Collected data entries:
● ● ● ● ●

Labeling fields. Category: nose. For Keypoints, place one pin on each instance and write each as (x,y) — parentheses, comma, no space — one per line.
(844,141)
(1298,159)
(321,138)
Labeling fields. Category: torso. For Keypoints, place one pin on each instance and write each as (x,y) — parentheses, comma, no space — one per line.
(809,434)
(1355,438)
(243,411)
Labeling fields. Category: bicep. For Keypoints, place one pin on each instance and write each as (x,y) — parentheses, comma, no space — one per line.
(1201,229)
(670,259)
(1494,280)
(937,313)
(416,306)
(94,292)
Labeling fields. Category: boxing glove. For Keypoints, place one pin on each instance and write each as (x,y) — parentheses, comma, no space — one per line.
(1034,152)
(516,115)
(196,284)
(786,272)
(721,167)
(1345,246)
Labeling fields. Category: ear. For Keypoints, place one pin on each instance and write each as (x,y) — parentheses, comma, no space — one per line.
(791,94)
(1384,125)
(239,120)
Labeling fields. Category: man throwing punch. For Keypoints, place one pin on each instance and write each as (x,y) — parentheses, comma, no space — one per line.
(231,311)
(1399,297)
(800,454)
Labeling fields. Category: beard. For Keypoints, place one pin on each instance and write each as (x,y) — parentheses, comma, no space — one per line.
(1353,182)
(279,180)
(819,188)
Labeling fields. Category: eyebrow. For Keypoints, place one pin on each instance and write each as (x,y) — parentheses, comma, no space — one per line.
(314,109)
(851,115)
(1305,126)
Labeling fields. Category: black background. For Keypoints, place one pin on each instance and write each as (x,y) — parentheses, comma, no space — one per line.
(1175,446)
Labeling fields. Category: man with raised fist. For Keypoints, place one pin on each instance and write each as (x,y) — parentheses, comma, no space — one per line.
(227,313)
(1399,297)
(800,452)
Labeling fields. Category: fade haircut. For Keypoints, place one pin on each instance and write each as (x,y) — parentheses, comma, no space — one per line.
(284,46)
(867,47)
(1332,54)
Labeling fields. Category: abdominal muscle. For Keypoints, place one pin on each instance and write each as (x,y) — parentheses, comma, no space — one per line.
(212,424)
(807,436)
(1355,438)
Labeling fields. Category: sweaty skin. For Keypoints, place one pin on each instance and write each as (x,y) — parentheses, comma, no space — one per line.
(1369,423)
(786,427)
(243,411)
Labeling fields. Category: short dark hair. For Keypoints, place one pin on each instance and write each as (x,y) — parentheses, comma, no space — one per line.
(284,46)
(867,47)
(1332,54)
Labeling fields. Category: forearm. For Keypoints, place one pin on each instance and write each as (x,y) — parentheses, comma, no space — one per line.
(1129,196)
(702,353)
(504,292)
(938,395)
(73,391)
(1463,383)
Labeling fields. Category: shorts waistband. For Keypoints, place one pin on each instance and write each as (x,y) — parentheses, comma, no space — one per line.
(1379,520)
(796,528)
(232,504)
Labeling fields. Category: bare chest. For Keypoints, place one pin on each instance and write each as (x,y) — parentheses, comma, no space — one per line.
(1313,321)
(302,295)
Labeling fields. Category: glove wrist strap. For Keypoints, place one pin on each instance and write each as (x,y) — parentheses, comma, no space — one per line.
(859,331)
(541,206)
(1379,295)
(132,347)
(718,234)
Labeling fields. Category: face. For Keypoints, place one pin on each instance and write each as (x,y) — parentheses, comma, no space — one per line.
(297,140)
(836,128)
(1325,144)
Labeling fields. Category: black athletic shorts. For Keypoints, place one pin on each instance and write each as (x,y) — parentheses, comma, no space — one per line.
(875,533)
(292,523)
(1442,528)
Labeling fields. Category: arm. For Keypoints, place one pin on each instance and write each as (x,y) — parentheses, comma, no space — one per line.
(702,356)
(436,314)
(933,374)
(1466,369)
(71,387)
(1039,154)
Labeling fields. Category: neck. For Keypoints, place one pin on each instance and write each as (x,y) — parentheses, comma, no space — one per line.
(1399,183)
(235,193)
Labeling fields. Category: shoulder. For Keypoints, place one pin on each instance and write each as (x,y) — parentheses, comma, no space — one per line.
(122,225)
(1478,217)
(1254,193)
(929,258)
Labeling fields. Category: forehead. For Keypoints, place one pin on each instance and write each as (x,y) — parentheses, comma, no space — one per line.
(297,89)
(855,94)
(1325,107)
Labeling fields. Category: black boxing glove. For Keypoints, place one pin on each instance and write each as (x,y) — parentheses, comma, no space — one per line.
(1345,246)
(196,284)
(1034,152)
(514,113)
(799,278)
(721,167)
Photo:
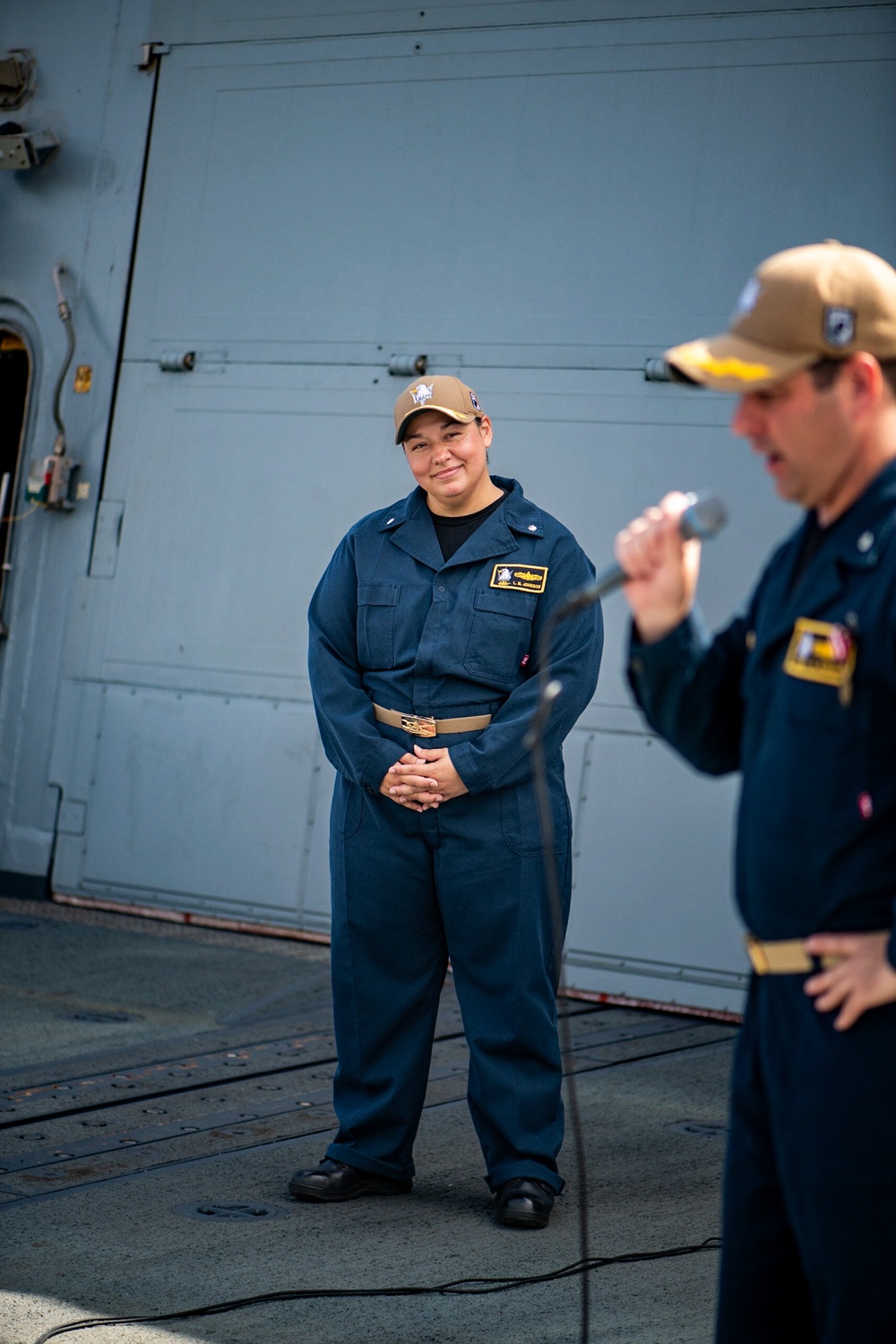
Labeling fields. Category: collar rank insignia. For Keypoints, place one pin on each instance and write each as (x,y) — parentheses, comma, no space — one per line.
(530,578)
(821,652)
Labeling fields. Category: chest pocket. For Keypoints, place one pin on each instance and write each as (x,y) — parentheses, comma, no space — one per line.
(376,604)
(500,634)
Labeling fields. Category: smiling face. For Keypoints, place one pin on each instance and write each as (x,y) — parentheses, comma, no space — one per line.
(447,460)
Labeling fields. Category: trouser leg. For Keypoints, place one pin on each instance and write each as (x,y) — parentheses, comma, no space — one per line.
(501,932)
(810,1196)
(389,961)
(763,1295)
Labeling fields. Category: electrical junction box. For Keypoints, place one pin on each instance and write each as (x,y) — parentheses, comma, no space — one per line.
(48,481)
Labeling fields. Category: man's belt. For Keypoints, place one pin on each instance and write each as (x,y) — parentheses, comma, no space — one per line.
(786,957)
(422,726)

● ● ● ● ●

• **What is being asked**:
Give back, exactly and with nothing added, the lines from the line with "Labeling fields. Category: forehead." through the final line of the data, both included; leave pictures out.

• **Task result**:
Labeling fields. Category: forehead. For Keypoints, place one pin on each instance and write each as (x,y) — parentheses, comma, no space — one per line.
(297,89)
(855,94)
(1325,107)
Labeling fields. Category: black boxing glove. For Keypoints, place one pin on each instance and write each as (x,y) — parentheses, comma, no space — one per line.
(1345,246)
(196,284)
(1034,152)
(514,113)
(799,278)
(721,167)
Photo:
Labeling fields. Category: collar rank insignia. For Keypoints, place one pin on each instance and write each as (x,y) — parentheses, comma, no space — one per line.
(530,578)
(821,652)
Labeling fields. Category: chest pocket. For Keypoints, place one pin on each instance and write each as (x,y) — parentheses, comma, no space — one per line.
(376,604)
(500,634)
Labeling fields. Category: smiling face. For Keypoints, place one pin on each instance and write each as (x,y) — parentheses, comma, no space — one per line.
(447,460)
Labeling fields. Category: trouser leg. For Keypoints, place one pin on each instance and write each as (x,y) — parentheses, comma, no space — one per line.
(501,932)
(810,1196)
(389,961)
(763,1295)
Labeling fields. Category: electrical junction box. For Keypoints, place one pin on each instance and write each as (x,y) — parentheses, comma, no space — one per line.
(48,481)
Labeling fields. Category: man's belt. For Keypoints, place one pin on each instance and write each as (x,y) — parentheses, comma, no space — one per line.
(786,957)
(422,726)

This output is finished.